__Document segment__:
>> begin

Music is my imaginary friend
I like country music, but I don’t KNOW country music, and that doesn’t bother me. Which is refreshing and liberating, in its way. Isn’t that great, though: coming across something and earnestly loving it on its own terms, without any anxiety about whether it’s lame and people will think you’re a lame for liking it, or whether it’s really cool and people will think you’re a poseur for liking it?
Anyway, I don’t know if Eric Church is super lame or super awesome, but this song is burning a hole in my iPod. And I’m learning it on the ukulele. So, listen to a little “Carolina.”
Shelved: Part 1
I’ll spare you all the very top shelf of my bookcase, which doesn’t actually have any books on it, but has plenty of hats, toy helicopters, and jugs of loose change (and one of my prized possessions, a box of fun-sized Rice Krispies signed by Something Corporate frontman Andrew McMahon. A gift from the Official Philadelphia Correspondent of Dangerous, Dirty, and Unfun). If you’re not familiar with the project, refresh yourself here.
The New York Public Library Science Desk Reference
Roget’s Thesaurus of Phrases
Dictionary of Word Origins
Webster’s New Collegiate Dictionary
The Chicago Manual of Style, 14th Edition
Can you remember the last time you used a reference book? And I don’t mean some obscure text you needed for some esoteric term paper back in college. I mean like an honest to goodness dictionary, for the purpose of looking up the definition of a word. It’s actually kind of sad. I looked through all of these books at various points when I got them (the Science Desk Reference was a good one), but nowadays, there’s no excuse; anything you need to find out, you’re probably going to find online. Hell, they’re going to stop printing the effing Oxford English Dictionary! I think I inherited the Webster’s and Chicago Manual from the garbage heap at my office. (And, of course, Chicago is in its 16th edition, so, you know, it’s a paper book, and it’s superannuated. And heavy. Dunno if I’ll be carrying it with me next time I move.)

>> end

__Required task 1__: Quote the part of the blog post that opens with the words containing "Music is my" and closes with "for liking it?".

__Data entries__:
>> begin

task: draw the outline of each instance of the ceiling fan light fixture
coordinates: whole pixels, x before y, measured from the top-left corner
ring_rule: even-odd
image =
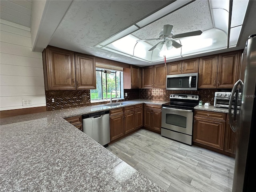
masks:
[[[159,50],[161,50],[162,48],[163,48],[163,46],[164,45],[164,43],[163,42],[161,42],[158,45],[157,45],[157,46],[156,46],[156,48],[158,48],[159,49]]]
[[[170,39],[167,39],[165,41],[165,45],[166,46],[166,47],[167,48],[171,46],[172,47],[172,40],[170,40]]]

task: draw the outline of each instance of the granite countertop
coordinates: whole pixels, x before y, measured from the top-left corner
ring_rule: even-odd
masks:
[[[63,118],[123,102],[1,118],[0,191],[166,191]]]
[[[205,106],[204,105],[197,105],[194,108],[194,109],[197,110],[203,110],[204,111],[214,111],[220,113],[228,113],[228,109],[225,108],[220,108],[215,107],[213,105],[210,106]]]

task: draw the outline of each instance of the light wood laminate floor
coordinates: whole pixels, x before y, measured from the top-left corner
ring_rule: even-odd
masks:
[[[233,158],[144,129],[107,149],[168,191],[232,191]]]

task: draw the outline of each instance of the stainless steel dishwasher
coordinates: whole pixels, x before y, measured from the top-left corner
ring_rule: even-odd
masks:
[[[84,132],[104,147],[110,142],[109,111],[82,116]]]

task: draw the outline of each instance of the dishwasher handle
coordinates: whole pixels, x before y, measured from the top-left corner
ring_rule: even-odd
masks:
[[[101,111],[100,112],[96,112],[93,113],[89,113],[88,114],[85,114],[84,115],[83,115],[82,116],[82,118],[84,119],[87,119],[87,118],[94,118],[95,119],[100,118],[101,117],[101,116],[105,115],[105,114],[109,114],[109,110],[108,111]]]

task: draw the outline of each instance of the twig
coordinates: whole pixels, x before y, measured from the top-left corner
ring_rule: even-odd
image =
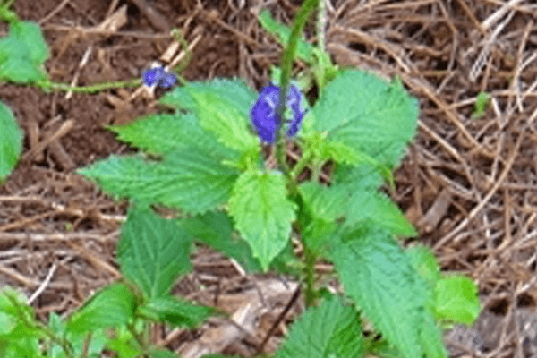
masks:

>> end

__Required task 2__: Rewrite the part of the rows that opens with the line containing "task: draw the outline of each instance of the twig" and runs through the end of the rows, replacing "whole pixels" with "integer pixels" and changing nothing else. Leave the pictures out of your answer.

__Full answer 1__:
Music is my imaginary friend
I like country music, but I don’t KNOW country music, and that doesn’t bother me. Which is refreshing and liberating, in its way. Isn’t that great, though: coming across something and earnestly loving it on its own terms, without any anxiety about whether it’s lame and people will think you’re a lame for liking it, or whether it’s really cool and people will think you’re a poseur for liking it?

__Full answer 2__:
task: draw the outline of each instance of the twig
coordinates: integer pixels, x before y, measured from the top-left corner
ring_rule: even-odd
image =
masks:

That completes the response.